__Excerpt provided__
START

Cathal Cú-cen-máthair mac Cathaíl (died 665), often known as Cú-cen-máthair,  was an Irish King of Munster from around 661 until his death. He was a son of Cathal mac Áedo Flaind Chathrach (died c. 628) and belonged to the Glendamnach sept of the Eóganachta dynasty. The name Cú-cen-máthair means the "motherless hound".

Cú-cen-máthair succeeded Máenach mac Fíngin of the Eóganacht Chaisil, the Cashel branch of the kindred. A surviving poem attributed to Luccrech moccu Chérai contains a list of his ancestors back to Adam.

Cú-cen-máthair died in 665 of a plague which killed many others as recorded in the Irish annals. The king lists have him followed as King of Munster by Colgú mac Faílbe Flaind of the Eóganacht Chaisil. Cú-cen-máthair left at least two sons, Finguine mac Cathail (died 696) and Ailill mac Cathail (died 701), both of whom are listed as Kings of Munster in the annals.

END

__Source data__
START

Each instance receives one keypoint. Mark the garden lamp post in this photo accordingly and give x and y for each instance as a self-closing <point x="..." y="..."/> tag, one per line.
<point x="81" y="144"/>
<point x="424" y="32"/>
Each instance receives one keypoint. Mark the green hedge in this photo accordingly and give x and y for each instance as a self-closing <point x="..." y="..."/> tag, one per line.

END

__Stated problem 1__
From the Cú-cen-máthair article, list every person whose year of death is given, along with that year.
__Stated problem 2__
Quote the passage of the Cú-cen-máthair article that begins at the words "Cú-cen-máthair succeeded Máenach" and stops after "back to Adam.".
The listing is separate material and has no connection to the Cú-cen-máthair article.

__Correct response 1__
- Cathal Cú-cen-máthair mac Cathaíl: 665
- Cathal mac Áedo Flaind Chathrach: c. 628
- Finguine mac Cathail: 696
- Ailill mac Cathail: 701

__Correct response 2__
Cú-cen-máthair succeeded Máenach mac Fíngin of the Eóganacht Chaisil, the Cashel branch of the kindred. A surviving poem attributed to Luccrech moccu Chérai contains a list of his ancestors back to Adam.